Page:

Reflections from HOPE 2025: Days 3-5

Sr. Maria Louise Edwards shares her daily reflections from the HOPE 2025 conference.

Sr. Maria Louise Edwards shares her daily reflections from HOPE 2025, a powerful international gathering of Catholic sisters under 65 held June 3–7 at the Fraterna Domus retreat center near Rome, Italy. Coordinated by the The Leadership Collaborative, HOPE 2025 brought together nearly 200 sisters from six continents—and over 100 more online—to explore the future of religious life and women’s leadership in the Church.

Sr. Maria Louise attended alongside Sr. Grace Marie Del Priore as sisters from around the world connected across cultures and languages (English, Spanish, French, Italian, Portuguese) to listen, connect, rejoice, lament, and lead into the future for religious life and the Church.

Day 3: Connection

The theme of Day Three at HOPE 2025 was Connection.

Sisters under 65 reflected on the depth and demands of authentic connection—how it calls us to listen in order to understand, to be present to one another without losing ourselves.

One sister shared from the heart: “I didn’t leave home to make others miserable. Why are there so many fights in community?” Her vulnerability opened space for others to name what is often carried in silence.
Some sisters are no longer hiding their unhappiness. Others are simply going through the motions. A few have quietly given up.

We carry the weight of:

  • Burnout, exhaustion, and mental health struggles
  • Diminishment and lack of resources
  • Conflict with ecclesial structures
  • Drifting from our founding charisms
  • Bitterness, grief, and deep weariness

We heard that, “Pain that is not transformed is transferred.”

When what I carry—and what I wrestle with—spills onto others, it becomes my responsibility to seek healing. We have made a commitment to live this life communally. Our hearts must lean toward harmony and peace.

In the afternoon, we were asked to dream: What might be unleashed if we truly connected as a global sisterhood?

We imagined a collective compassion strong enough to respond to the wounds of our world. We envisioned a renewal rising not from nostalgia, but from courage—an intercongregational body rooted in our shared call.

And as we become, we lean into what has always sustained us: our First Love, our shared vocation, and our deep connection to one another.

God is still calling us.
Religious life is not dying—it is becoming.
And we are still responding.

To be done:
1/ Indicate whether each statement agrees with the HOPE 2025 reflection, answering yes or no and quoting the deciding words of the reflection:
(a) The HOPE 2025 gathering took place near Rome.
(b) Nearly 300 sisters attended in person.
(c) Connection was the theme of Day Three.
2/ List every burden that the HOPE 2025 reflection names under "We carry the weight of:".
3/ Answer these questions from the HOPE 2025 reflection:
(a) Which organization coordinated HOPE 2025?
(b) Who attended alongside Sr. Maria Louise?
(c) What question were the sisters asked to dream about in the afternoon?

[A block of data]
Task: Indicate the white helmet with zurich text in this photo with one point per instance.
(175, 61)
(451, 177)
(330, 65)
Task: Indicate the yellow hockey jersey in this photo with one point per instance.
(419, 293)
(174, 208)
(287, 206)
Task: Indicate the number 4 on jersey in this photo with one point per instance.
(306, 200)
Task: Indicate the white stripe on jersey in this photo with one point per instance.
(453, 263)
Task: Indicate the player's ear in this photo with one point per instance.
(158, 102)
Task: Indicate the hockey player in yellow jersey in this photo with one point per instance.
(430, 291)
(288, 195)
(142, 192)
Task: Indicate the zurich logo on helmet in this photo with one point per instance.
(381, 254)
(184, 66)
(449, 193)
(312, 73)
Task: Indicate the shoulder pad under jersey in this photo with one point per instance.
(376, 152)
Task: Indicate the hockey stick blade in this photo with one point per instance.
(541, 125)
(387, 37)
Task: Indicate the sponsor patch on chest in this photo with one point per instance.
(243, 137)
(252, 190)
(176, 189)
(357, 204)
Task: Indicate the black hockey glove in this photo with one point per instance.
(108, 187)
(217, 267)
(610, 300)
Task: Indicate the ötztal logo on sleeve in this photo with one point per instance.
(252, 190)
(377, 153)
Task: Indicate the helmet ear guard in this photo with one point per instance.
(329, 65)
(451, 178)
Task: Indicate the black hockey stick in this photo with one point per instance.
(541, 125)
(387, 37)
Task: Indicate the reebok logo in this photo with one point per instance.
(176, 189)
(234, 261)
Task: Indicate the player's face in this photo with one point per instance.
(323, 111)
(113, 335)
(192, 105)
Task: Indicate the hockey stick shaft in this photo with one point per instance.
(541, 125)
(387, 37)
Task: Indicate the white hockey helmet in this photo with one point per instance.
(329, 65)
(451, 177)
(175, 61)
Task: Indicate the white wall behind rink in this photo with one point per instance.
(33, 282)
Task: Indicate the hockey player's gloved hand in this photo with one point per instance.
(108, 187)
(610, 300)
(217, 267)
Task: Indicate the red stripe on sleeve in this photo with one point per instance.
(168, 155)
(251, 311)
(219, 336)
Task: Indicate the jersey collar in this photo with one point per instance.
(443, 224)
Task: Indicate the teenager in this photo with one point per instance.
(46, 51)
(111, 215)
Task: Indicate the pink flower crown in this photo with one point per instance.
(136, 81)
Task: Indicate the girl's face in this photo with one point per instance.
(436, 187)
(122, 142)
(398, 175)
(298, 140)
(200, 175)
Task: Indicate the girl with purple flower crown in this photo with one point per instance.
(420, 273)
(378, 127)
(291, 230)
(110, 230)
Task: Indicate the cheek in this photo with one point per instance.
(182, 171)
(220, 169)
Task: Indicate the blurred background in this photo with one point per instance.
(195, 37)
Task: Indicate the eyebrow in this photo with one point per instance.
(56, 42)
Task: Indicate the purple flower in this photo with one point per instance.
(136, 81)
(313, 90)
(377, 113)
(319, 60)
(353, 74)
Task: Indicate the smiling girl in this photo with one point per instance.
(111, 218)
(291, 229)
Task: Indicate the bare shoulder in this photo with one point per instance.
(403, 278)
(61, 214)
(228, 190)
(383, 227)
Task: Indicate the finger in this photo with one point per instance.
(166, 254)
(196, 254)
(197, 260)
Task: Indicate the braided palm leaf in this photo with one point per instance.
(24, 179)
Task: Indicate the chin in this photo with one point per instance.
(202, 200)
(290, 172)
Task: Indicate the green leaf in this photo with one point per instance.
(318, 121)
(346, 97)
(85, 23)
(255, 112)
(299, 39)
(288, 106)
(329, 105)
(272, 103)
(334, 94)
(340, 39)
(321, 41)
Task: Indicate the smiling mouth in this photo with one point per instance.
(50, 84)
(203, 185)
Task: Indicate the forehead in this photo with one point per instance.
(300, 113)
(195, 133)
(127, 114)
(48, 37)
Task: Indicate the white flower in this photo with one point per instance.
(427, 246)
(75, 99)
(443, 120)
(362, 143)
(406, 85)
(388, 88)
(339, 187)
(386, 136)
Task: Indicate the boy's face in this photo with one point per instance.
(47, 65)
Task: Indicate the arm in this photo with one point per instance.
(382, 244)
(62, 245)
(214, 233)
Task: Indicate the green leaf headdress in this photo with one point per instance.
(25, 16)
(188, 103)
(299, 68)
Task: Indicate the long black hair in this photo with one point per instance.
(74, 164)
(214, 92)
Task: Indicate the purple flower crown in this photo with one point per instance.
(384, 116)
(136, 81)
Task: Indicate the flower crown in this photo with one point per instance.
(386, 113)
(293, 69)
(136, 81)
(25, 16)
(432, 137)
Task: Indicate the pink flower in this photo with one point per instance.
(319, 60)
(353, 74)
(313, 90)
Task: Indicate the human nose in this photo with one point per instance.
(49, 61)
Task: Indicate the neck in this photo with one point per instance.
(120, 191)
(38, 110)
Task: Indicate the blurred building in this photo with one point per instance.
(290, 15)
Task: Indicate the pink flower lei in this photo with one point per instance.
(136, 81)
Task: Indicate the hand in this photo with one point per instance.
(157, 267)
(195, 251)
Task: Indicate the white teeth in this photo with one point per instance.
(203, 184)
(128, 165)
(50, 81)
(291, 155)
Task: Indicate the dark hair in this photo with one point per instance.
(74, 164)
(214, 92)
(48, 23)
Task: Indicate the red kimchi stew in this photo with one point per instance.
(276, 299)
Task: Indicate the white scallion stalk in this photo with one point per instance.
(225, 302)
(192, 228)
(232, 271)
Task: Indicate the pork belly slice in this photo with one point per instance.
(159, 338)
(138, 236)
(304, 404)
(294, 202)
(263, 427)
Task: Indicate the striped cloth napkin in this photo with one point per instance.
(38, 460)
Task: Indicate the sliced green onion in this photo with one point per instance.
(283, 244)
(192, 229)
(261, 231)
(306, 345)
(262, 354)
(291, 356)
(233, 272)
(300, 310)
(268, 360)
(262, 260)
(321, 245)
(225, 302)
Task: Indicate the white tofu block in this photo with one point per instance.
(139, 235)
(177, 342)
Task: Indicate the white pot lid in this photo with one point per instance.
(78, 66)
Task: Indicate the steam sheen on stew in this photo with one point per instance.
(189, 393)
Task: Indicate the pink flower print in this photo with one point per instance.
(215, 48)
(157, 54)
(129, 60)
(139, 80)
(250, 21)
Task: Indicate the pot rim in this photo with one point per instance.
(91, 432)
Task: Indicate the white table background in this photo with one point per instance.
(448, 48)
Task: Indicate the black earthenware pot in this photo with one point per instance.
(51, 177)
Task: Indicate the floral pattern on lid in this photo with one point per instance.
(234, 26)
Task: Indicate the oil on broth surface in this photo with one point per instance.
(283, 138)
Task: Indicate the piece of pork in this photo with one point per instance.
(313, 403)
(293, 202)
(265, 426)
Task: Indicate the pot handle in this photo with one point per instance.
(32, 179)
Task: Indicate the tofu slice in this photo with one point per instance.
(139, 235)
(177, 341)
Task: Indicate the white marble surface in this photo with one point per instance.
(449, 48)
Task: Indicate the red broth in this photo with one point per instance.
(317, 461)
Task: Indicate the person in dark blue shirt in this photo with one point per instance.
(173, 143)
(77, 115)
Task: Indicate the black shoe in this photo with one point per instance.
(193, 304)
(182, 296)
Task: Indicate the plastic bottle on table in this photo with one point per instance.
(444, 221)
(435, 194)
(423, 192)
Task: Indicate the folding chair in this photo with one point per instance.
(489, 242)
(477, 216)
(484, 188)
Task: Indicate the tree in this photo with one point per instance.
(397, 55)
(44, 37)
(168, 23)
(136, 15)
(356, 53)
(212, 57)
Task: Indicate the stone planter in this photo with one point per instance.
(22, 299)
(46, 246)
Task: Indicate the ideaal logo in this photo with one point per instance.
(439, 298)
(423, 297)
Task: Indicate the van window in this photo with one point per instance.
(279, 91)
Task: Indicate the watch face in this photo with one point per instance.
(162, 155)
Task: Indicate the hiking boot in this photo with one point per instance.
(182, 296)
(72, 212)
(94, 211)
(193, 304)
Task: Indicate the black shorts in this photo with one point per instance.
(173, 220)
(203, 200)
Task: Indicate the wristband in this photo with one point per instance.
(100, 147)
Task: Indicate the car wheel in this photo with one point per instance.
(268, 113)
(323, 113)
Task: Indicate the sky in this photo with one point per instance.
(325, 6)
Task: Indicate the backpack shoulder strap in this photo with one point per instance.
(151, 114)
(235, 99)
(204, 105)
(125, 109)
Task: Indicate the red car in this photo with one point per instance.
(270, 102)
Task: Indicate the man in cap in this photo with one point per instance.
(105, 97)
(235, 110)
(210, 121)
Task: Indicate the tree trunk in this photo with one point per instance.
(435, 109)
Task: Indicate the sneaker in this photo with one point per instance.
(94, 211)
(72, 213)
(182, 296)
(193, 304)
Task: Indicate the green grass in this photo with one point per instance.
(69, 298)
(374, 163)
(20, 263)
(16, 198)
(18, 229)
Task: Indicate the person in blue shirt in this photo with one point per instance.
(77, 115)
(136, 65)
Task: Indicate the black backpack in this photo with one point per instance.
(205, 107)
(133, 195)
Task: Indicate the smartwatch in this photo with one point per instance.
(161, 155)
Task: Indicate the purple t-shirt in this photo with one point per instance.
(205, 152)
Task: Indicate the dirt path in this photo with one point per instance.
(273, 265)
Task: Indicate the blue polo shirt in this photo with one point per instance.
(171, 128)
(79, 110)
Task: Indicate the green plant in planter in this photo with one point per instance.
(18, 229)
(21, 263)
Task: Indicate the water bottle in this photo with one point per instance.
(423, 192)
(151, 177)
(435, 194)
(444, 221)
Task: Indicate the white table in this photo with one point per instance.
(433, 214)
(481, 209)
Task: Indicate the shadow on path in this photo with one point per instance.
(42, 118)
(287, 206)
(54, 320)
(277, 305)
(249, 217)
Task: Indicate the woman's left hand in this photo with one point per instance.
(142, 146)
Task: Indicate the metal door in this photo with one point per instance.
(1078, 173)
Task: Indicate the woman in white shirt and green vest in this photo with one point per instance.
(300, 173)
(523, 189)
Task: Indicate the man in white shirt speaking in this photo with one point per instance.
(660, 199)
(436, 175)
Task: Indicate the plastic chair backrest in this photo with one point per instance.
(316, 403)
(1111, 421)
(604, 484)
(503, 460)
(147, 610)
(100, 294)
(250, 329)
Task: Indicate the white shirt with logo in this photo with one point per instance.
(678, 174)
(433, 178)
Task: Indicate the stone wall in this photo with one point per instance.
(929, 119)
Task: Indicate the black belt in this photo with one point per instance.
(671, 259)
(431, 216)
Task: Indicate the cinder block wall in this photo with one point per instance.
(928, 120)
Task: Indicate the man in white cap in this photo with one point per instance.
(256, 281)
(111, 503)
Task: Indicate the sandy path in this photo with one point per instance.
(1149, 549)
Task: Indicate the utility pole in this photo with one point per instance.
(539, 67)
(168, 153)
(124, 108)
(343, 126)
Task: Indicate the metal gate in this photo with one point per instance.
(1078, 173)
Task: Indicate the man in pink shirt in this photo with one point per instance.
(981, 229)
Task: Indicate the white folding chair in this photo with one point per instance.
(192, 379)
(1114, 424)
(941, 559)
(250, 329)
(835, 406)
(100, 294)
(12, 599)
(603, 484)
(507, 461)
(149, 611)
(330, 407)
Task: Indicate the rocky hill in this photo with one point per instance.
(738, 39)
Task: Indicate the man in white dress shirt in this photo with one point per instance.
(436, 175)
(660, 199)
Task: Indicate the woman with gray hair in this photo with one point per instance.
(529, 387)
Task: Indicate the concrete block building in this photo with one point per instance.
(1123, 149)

Outputs:
1/
(a) Yes: "held June 3–7 at the Fraterna Domus retreat center near Rome, Italy"
(b) No: "brought together nearly 200 sisters from six continents"
(c) Yes: "The theme of Day Three at HOPE 2025 was Connection."

2/
- Burnout, exhaustion, and mental health struggles
- Diminishment and lack of resources
- Conflict with ecclesial structures
- Drifting from our founding charisms
- Bitterness, grief, and deep weariness

3/
(a) The Leadership Collaborative
(b) Sr. Grace Marie Del Priore
(c) What might be unleashed if they truly connected as a global sisterhood